Could you quote the records below word for word, leaving the pictures out of your answer?

Records supplied
########################################
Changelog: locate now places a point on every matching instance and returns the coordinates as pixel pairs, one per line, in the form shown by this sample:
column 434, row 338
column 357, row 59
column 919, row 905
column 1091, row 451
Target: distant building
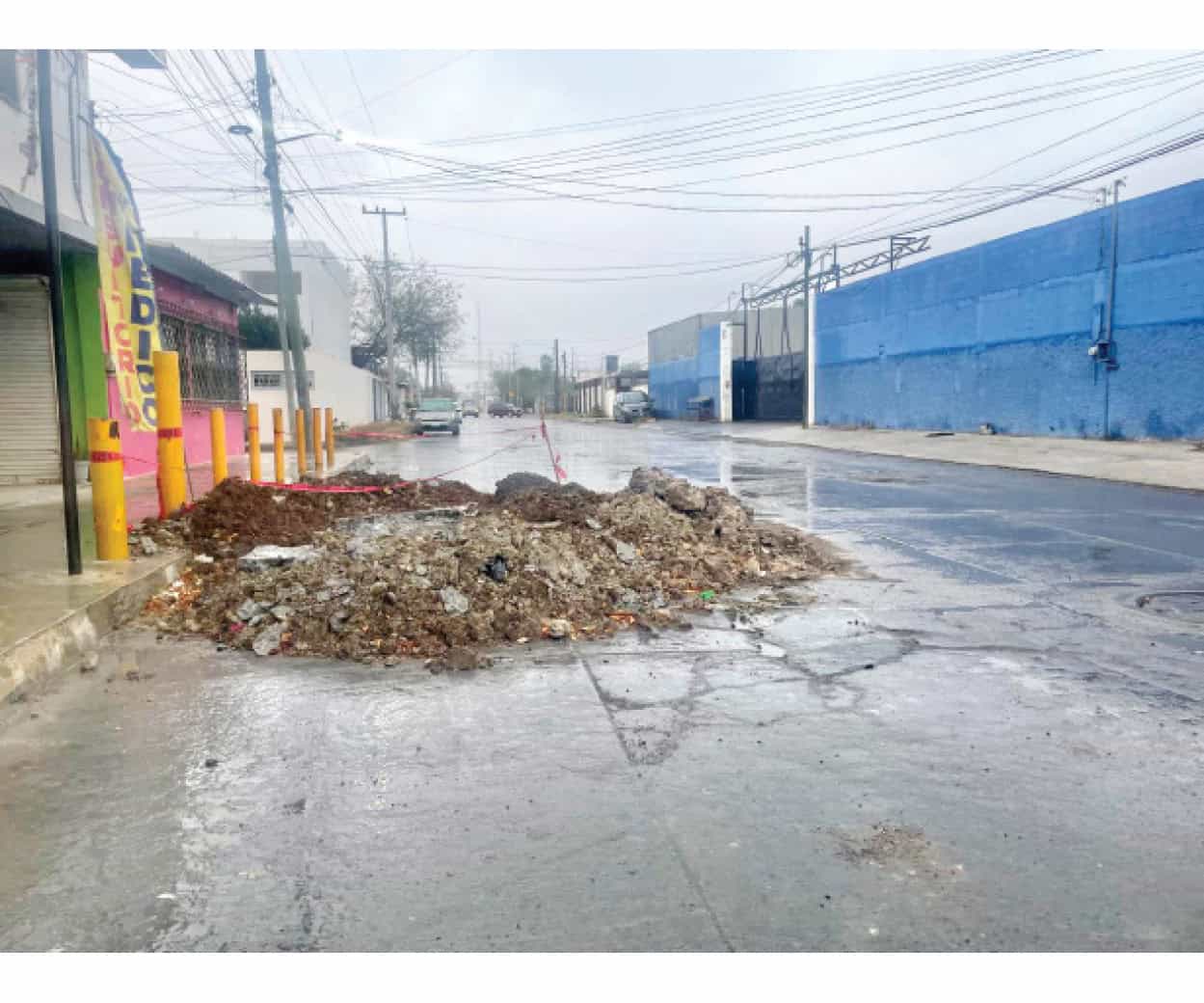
column 324, row 300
########################################
Expected answer
Changelog: locate now places a point on every matching instance and returns the coordinates as pixel pairs, one per line, in the form shown by this sample:
column 434, row 338
column 357, row 59
column 919, row 905
column 1091, row 451
Target: distant building
column 324, row 300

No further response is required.